C’est ainsi que 4,5 milliards d’euros seront d’abord consacrés à l’allégement des cotisations patronales entre 1 et 1,6 SMIC. C’est l’objectif « zéro charge URSSAF au niveau du SMIC », mesure fortement créatrice d’emploi qui sera mise en œuvre dès le 1er janvier 2015. Ensuite, 4,5 milliards d’euros viendront alléger les cotisations patronales entre 1,6 et 3,5 SMIC à partir de 2016, mesure qui bénéficiera particulièrement aux entreprises industrielles et exportatrices. Enfin, 1 milliard d’euros de baisses de charges sont proposés en faveur des indépendants dont le revenu est inférieur à 3 SMIC.

Ce soutien à l’investissement et à l’innovation se poursuivra dans les années à venir, avec la suppression de la contribution sociale de solidarité des sociétés, la C3S, à horizon 2017, avec, dès 2015, une première phase d’abattement, et la diminution progressive du taux d’impôt sur la société.

La contribution exceptionnelle sera ainsi supprimée en 2016, ouvrant la voie à une diminution du taux normal à partir de 2017, jusqu’à 28 % à horizon 2020. Parmi toutes ces mesures, le Gouvernement vous propose de mettre en œuvre dès 2015 celles qui sont dans l’immédiat les plus créatrices d’emplois et les plus favorables aux PME et aux entreprises de taille intermédiaire.

──────

- _Consigne 1_
Recopiez à l'identique le passage du texte sur les baisses de charges qui commence par « C’est ainsi que » et se termine par « inférieur à 3 SMIC. ».
- _Consigne 2_
Repérez dans les enregistrements chaque ligne contenant le mot « tall » et recopiez-la, en tenant compte de la casse.

──────

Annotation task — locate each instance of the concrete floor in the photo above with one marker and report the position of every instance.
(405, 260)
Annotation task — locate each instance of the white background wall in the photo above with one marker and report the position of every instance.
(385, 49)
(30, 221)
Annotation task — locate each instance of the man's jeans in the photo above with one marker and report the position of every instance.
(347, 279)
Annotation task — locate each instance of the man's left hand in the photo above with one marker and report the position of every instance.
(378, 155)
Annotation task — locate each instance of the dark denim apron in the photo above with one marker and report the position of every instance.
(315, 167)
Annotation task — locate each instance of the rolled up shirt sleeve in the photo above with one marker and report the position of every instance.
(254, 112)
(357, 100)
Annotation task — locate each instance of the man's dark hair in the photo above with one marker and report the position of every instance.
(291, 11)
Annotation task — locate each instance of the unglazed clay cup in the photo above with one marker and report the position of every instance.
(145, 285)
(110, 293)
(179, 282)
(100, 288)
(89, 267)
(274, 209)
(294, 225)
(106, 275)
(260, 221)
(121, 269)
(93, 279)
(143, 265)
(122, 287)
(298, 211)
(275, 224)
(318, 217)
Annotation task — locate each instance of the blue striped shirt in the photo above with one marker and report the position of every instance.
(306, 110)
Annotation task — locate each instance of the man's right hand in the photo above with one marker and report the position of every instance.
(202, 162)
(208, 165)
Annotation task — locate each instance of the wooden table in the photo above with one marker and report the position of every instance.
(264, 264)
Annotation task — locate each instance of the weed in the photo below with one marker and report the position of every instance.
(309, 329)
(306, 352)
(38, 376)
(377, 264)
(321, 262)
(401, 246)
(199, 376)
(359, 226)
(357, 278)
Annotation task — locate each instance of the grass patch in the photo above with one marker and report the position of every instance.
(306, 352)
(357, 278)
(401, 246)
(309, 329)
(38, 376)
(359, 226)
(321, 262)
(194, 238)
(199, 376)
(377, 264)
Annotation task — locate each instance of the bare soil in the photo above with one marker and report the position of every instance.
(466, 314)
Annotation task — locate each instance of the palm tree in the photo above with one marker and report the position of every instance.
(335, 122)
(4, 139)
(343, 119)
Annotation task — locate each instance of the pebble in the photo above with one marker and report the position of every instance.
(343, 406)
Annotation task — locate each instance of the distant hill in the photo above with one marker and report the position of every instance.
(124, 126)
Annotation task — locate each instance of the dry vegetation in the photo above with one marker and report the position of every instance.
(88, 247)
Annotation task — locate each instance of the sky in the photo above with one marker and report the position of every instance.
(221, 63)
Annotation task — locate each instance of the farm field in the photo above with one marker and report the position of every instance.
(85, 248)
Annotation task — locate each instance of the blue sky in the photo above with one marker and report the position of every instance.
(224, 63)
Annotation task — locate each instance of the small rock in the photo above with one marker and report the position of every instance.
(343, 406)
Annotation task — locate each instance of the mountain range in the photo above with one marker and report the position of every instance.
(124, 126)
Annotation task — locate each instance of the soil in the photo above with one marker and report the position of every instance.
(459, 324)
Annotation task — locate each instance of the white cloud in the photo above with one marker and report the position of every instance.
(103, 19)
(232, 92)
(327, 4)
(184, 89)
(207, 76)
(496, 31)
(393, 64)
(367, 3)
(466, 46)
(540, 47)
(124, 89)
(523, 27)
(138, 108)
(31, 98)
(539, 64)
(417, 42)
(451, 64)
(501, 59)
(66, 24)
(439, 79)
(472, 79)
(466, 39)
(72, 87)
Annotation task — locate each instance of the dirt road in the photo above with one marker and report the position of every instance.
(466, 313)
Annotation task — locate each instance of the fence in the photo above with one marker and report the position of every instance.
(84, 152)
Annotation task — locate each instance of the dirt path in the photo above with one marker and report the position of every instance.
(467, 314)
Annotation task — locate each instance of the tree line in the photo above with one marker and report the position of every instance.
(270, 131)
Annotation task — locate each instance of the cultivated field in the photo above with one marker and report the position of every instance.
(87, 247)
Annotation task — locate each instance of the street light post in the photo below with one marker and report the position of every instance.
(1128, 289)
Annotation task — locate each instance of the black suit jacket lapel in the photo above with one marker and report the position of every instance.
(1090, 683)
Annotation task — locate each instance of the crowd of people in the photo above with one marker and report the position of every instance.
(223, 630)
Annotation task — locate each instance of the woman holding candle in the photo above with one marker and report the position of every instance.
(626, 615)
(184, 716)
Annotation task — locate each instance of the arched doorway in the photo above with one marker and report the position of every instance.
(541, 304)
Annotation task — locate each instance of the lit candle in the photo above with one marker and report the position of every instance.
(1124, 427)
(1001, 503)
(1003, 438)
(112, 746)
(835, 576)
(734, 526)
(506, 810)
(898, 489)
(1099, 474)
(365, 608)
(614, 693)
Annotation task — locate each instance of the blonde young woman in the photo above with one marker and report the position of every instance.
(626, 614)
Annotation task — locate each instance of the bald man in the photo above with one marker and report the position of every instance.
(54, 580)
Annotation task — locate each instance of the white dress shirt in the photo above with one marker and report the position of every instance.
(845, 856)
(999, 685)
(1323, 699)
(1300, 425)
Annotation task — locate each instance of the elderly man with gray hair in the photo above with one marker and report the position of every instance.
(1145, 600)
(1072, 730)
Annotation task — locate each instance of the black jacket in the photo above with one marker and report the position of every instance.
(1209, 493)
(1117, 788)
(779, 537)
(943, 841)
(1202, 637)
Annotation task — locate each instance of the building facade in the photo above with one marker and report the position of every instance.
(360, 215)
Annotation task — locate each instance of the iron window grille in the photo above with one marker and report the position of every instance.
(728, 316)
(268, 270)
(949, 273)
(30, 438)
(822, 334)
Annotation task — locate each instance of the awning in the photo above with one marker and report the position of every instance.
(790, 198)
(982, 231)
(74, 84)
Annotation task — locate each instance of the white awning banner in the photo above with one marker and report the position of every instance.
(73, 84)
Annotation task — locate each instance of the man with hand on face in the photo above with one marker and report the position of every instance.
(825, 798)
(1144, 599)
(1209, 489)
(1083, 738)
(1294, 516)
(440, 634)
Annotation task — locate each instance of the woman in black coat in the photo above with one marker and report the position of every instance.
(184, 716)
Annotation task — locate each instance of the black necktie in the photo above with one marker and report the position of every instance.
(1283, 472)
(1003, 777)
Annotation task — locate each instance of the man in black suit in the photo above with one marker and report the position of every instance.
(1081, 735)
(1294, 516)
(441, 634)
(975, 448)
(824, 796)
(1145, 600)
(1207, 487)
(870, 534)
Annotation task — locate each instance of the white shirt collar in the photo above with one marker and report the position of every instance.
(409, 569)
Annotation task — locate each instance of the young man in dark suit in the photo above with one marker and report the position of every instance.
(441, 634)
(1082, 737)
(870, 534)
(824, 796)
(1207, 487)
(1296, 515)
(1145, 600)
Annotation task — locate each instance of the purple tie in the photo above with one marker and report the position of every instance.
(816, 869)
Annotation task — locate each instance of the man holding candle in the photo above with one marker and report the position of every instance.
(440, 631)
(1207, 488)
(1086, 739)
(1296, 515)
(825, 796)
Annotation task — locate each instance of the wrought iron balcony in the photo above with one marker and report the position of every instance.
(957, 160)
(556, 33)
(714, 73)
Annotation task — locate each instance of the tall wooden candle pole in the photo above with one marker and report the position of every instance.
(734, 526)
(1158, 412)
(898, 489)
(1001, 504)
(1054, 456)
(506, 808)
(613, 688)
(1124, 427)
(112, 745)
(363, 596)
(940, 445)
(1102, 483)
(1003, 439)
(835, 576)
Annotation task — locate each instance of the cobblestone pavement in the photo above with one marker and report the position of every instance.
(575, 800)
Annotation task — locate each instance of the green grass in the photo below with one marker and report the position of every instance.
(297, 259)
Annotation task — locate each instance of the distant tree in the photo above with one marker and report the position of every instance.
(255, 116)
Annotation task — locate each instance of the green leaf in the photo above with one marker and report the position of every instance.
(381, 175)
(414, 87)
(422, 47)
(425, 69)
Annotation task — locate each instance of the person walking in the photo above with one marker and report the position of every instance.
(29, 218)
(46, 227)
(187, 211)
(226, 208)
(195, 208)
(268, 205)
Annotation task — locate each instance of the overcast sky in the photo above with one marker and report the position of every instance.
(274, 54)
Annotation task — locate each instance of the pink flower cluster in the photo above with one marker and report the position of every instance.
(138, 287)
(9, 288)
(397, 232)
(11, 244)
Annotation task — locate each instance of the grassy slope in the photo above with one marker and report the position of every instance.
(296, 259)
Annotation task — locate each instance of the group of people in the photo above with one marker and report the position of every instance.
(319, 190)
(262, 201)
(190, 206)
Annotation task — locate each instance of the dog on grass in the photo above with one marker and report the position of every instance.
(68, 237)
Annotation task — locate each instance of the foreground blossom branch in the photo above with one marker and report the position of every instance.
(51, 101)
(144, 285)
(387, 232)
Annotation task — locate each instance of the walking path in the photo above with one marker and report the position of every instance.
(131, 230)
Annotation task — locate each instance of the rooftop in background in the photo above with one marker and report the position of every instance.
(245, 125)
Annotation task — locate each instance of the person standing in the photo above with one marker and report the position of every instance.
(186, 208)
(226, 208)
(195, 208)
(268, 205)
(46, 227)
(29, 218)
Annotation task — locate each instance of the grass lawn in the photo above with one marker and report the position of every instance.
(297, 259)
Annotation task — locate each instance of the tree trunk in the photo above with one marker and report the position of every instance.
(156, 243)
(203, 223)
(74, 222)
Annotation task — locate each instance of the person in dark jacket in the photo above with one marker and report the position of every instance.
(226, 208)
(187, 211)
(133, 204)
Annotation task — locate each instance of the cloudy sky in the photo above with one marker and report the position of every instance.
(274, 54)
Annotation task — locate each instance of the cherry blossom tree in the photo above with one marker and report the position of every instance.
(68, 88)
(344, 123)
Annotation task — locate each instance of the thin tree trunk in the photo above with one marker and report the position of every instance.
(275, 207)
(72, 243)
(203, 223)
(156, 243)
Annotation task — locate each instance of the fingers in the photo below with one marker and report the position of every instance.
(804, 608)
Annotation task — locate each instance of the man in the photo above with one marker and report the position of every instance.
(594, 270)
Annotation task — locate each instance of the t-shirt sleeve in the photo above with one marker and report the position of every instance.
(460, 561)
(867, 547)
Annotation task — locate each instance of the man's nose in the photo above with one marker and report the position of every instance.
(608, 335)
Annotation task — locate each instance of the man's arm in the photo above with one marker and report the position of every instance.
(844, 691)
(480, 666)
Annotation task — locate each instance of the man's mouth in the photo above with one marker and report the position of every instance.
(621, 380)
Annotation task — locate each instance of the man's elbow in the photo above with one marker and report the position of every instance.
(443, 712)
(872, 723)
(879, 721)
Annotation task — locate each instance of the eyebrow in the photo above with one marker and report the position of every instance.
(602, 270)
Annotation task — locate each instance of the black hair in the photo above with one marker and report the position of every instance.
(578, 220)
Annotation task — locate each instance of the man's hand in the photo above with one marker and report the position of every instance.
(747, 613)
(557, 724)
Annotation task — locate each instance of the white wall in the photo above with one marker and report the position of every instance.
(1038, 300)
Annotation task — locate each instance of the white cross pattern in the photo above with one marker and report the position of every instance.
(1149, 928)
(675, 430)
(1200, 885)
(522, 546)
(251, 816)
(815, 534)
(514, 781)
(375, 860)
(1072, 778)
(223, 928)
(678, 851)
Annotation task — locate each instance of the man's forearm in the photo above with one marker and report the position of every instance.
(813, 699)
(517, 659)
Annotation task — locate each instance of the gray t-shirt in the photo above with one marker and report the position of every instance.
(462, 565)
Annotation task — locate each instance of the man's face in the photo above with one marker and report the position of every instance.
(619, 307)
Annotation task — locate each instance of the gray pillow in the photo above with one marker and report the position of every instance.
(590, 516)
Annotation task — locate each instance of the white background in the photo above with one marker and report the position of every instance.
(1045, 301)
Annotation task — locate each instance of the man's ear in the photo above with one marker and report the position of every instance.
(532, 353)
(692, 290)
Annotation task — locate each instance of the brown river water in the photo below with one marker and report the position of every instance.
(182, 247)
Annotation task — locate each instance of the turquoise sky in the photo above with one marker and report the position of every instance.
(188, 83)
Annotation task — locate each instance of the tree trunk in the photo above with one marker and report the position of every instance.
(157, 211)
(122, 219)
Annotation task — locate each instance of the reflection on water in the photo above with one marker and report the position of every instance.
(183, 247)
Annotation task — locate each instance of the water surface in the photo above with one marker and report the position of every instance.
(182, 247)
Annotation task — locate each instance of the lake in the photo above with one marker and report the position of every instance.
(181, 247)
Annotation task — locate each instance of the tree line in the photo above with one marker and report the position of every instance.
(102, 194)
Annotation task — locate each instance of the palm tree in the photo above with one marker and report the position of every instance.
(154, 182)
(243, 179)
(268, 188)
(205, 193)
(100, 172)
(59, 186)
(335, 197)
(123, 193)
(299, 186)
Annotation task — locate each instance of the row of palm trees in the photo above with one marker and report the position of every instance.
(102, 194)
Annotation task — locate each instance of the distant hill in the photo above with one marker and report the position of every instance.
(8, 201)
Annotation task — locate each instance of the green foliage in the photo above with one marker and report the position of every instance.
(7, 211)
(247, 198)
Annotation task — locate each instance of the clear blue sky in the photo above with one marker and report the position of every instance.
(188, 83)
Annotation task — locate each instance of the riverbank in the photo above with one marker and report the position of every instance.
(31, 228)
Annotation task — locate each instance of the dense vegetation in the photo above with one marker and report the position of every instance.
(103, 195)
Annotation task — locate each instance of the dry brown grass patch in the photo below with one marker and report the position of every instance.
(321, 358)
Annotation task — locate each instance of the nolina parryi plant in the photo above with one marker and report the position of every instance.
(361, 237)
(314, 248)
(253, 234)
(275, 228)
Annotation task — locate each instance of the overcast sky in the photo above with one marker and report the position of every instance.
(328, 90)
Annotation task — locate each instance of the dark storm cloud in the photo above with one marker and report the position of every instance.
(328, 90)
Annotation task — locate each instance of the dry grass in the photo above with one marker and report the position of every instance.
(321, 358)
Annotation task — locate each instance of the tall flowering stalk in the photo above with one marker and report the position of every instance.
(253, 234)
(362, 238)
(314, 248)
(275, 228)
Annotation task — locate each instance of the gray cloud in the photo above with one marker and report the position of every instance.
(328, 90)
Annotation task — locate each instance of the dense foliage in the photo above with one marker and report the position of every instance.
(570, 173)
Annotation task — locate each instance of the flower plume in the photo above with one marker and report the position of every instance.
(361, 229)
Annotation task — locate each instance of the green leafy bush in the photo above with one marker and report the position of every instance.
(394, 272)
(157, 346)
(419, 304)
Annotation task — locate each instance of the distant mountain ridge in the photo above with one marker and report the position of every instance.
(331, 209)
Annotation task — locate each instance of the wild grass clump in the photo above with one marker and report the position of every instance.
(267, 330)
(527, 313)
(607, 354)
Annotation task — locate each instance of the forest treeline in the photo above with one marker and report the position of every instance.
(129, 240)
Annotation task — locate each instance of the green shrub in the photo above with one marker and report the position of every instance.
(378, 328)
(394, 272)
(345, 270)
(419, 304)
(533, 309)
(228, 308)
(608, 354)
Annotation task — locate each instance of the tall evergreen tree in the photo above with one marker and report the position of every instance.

──────

- _Corrigé 1_
C’est ainsi que 4,5 milliards d’euros seront d’abord consacrés à l’allégement des cotisations patronales entre 1 et 1,6 SMIC. C’est l’objectif « zéro charge URSSAF au niveau du SMIC », mesure fortement créatrice d’emploi qui sera mise en œuvre dès le 1er janvier 2015. Ensuite, 4,5 milliards d’euros viendront alléger les cotisations patronales entre 1,6 et 3,5 SMIC à partir de 2016, mesure qui bénéficiera particulièrement aux entreprises industrielles et exportatrices. Enfin, 1 milliard d’euros de baisses de charges sont proposés en faveur des indépendants dont le revenu est inférieur à 3 SMIC.

- _Corrigé 2_
Annotation task — locate each instance of the tall wooden candle pole in the photo above with one marker and report the position of every instance.
Annotation task — locate each instance of the tall flowering stalk in the photo above with one marker and report the position of every instance.
Annotation task — locate each instance of the tall evergreen tree in the photo above with one marker and report the position of every instance.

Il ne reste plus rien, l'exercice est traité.